Find each line in the records below that contains the word "cabinet", and copy every one of those lines.

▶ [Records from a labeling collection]
_____

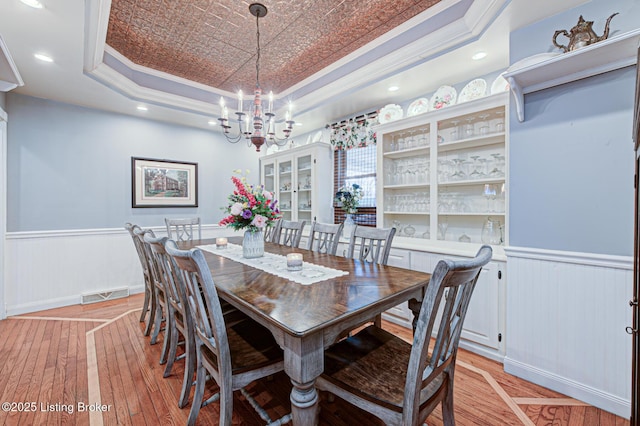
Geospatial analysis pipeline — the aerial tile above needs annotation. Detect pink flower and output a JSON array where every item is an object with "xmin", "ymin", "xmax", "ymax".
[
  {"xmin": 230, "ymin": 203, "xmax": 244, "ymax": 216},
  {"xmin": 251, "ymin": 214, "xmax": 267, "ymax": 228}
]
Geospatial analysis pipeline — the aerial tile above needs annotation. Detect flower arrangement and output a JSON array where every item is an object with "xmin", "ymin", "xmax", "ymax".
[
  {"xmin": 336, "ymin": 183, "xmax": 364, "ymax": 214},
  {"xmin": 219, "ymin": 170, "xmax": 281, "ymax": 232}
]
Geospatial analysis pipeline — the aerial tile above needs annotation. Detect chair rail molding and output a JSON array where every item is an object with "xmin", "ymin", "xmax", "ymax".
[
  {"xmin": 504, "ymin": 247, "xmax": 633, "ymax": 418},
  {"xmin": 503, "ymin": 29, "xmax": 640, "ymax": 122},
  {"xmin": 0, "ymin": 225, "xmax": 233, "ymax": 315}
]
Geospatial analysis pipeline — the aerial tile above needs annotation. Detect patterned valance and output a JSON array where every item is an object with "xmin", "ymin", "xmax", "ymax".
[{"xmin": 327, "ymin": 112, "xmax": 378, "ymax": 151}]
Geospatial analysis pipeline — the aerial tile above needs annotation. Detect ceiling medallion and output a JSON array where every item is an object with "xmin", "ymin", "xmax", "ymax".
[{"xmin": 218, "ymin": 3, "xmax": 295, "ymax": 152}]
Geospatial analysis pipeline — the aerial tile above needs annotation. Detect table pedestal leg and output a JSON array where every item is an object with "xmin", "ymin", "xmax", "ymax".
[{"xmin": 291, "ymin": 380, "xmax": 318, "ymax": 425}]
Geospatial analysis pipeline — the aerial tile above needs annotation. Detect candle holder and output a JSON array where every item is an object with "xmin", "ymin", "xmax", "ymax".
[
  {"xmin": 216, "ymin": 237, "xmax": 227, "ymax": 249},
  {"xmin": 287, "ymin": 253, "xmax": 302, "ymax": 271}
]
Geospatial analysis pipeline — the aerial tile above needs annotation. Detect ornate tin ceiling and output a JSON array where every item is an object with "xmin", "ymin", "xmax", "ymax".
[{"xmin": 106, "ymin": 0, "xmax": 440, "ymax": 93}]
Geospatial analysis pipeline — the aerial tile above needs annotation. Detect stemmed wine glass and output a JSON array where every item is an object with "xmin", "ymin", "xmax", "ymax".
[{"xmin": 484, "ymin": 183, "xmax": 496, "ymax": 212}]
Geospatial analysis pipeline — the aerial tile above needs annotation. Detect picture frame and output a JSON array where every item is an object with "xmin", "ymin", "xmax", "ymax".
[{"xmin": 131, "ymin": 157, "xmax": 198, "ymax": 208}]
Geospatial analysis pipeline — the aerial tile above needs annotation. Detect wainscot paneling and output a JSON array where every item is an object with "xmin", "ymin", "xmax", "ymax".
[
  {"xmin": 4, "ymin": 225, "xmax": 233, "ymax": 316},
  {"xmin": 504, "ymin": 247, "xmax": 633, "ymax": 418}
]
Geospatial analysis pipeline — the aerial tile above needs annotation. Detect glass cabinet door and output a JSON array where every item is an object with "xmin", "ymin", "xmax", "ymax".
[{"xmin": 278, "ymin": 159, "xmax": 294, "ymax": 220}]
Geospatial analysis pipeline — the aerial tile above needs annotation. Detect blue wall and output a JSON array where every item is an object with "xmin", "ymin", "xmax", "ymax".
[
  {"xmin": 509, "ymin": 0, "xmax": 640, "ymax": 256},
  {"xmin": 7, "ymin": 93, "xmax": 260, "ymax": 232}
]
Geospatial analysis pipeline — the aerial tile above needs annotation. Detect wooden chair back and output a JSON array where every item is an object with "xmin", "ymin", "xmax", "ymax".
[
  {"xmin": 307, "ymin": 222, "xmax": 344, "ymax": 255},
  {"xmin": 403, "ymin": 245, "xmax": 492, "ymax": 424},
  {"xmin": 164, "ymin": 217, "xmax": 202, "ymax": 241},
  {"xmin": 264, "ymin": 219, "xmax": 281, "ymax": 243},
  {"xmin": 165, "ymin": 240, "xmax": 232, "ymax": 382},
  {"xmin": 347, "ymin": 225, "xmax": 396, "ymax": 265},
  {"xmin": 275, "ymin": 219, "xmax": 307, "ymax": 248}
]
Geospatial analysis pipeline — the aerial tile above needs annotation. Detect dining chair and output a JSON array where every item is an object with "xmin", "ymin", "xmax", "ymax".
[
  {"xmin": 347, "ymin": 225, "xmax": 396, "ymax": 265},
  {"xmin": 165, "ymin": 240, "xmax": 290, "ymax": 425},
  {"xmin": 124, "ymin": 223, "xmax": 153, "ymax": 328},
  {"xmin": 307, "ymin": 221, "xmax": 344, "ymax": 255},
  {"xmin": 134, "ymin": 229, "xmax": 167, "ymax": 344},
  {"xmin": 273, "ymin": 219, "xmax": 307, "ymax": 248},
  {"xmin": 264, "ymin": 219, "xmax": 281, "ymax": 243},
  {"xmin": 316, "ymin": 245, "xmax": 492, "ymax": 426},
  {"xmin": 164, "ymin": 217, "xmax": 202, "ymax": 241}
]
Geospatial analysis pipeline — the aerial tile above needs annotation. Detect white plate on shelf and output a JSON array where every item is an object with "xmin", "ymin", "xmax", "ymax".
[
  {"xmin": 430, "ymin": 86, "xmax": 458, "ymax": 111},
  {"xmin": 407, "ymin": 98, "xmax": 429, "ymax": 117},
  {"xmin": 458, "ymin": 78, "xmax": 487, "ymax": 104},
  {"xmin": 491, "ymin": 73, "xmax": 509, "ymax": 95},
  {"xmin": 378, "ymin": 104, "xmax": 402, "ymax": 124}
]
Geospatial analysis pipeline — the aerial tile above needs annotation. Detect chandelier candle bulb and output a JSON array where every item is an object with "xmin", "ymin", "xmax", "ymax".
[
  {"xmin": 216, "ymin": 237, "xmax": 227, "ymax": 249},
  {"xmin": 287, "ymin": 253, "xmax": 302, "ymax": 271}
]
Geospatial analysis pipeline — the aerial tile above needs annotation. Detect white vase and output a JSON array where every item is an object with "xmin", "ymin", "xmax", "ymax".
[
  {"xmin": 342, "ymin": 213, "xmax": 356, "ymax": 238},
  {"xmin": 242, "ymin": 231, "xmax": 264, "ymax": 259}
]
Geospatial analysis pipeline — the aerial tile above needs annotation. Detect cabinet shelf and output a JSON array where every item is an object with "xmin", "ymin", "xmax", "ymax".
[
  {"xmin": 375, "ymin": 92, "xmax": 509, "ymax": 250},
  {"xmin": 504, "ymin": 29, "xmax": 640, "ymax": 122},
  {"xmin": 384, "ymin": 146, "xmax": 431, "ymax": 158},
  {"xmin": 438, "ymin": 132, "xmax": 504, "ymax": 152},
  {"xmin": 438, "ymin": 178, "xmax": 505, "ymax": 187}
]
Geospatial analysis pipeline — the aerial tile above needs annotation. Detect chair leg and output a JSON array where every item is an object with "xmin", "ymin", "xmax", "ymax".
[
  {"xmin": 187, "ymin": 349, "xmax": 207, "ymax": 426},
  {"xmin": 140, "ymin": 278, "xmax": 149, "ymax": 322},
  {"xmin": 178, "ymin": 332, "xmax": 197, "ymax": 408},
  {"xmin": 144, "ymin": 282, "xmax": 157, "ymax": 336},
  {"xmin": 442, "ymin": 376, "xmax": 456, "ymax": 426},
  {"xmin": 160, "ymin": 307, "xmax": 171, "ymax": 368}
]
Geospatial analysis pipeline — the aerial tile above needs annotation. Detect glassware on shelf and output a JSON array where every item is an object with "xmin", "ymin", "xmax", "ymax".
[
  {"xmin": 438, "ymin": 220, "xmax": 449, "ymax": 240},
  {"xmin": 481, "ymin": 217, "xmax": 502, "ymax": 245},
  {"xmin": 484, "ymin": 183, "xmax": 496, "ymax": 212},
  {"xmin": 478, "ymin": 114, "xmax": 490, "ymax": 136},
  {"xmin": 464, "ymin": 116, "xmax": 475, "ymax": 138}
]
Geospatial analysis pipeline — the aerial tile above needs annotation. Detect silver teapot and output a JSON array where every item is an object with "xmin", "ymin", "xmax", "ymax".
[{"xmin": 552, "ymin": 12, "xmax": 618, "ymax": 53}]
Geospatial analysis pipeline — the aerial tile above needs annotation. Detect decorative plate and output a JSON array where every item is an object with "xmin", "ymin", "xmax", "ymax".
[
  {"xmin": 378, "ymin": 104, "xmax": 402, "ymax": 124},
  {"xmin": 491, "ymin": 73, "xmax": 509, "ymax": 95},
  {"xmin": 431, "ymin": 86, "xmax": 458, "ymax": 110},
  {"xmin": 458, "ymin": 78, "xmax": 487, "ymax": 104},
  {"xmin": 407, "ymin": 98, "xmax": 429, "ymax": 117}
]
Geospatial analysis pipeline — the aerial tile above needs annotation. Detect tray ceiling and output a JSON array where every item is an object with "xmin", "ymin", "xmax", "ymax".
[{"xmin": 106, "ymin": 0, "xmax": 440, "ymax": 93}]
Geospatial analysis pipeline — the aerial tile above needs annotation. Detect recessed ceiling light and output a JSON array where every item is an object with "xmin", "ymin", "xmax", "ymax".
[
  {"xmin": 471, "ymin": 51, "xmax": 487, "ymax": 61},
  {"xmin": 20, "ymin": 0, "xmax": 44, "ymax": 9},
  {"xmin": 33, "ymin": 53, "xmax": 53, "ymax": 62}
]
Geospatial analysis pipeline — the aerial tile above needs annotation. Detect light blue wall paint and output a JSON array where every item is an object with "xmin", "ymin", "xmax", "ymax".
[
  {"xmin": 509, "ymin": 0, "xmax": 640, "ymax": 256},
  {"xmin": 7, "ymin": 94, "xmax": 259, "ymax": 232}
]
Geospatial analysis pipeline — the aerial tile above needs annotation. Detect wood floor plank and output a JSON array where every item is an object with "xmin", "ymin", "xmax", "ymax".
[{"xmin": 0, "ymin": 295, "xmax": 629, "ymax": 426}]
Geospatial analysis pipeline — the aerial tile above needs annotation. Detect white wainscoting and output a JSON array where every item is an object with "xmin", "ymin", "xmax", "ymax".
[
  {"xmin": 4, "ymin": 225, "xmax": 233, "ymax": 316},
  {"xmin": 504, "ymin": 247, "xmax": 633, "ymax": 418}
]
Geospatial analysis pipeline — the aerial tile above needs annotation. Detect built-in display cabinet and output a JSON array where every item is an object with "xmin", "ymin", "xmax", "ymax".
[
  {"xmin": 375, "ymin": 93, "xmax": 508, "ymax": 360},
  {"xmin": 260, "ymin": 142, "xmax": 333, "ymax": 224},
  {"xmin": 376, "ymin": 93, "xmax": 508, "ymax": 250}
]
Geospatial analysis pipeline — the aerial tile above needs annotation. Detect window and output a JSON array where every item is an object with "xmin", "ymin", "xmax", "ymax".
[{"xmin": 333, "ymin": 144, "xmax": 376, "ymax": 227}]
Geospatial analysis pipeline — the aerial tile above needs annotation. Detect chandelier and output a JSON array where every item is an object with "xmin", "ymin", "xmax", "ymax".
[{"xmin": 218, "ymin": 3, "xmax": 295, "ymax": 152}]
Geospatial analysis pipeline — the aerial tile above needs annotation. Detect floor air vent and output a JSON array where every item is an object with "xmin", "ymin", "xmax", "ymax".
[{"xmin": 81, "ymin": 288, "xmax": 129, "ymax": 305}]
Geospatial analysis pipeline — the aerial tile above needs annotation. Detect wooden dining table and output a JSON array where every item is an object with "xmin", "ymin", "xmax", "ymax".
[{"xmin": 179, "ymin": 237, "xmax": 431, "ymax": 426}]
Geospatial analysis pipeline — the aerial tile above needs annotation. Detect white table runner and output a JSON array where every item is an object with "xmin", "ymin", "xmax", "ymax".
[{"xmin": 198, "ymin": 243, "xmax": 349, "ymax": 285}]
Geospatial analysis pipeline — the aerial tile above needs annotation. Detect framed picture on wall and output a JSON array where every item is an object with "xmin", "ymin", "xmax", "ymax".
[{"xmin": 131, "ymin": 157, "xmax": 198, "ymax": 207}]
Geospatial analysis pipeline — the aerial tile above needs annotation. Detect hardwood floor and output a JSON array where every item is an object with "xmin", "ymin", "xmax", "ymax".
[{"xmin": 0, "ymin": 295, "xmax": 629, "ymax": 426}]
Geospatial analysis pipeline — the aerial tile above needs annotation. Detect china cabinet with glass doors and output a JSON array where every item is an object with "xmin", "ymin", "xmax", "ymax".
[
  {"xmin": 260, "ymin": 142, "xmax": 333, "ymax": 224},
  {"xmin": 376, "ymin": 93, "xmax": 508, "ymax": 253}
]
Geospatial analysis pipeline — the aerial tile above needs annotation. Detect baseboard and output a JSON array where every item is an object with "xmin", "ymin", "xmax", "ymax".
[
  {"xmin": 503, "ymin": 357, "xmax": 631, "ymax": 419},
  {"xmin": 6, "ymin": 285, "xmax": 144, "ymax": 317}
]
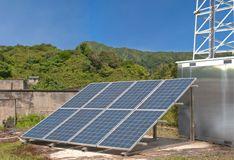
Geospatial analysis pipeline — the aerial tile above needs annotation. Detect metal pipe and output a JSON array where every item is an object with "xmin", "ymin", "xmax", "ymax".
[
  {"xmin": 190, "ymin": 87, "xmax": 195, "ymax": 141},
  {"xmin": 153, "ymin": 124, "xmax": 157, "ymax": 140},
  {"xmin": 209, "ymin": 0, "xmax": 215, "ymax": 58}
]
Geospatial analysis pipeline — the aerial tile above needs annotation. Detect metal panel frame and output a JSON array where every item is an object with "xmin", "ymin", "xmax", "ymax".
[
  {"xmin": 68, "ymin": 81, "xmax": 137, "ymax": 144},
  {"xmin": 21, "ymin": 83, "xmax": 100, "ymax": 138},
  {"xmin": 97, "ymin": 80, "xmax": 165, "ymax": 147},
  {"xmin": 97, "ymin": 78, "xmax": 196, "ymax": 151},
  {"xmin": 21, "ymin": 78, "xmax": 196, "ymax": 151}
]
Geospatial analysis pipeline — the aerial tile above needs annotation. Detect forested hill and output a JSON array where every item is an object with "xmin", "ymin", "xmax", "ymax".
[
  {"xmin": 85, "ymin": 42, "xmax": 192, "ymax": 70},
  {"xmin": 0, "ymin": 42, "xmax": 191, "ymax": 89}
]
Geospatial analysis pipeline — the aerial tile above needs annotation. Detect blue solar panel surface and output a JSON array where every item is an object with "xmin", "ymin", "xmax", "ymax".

_____

▶ [Expected answer]
Geospatial analysis pipeline — the aerial tile above needs annotation. Detect glass cabinet door and output a JSON array where every item is an object with "xmin", "ymin", "xmax", "ymax".
Geospatial analysis pipeline — the aerial tile above needs annotation. Detect cabinet shelf and output a JSON array where every item is an object with "xmin", "ymin", "xmax", "ymax".
Geospatial analysis pipeline — the aerial tile above needs annotation. Detect built-in display cabinet and output a JSON array where every item is an object with "xmin", "ymin", "xmax", "ymax".
Geospatial analysis pipeline — the aerial tile above needs annotation. Detect china cabinet with glass doors and output a JSON array where every item is an object with "xmin", "ymin", "xmax", "ymax".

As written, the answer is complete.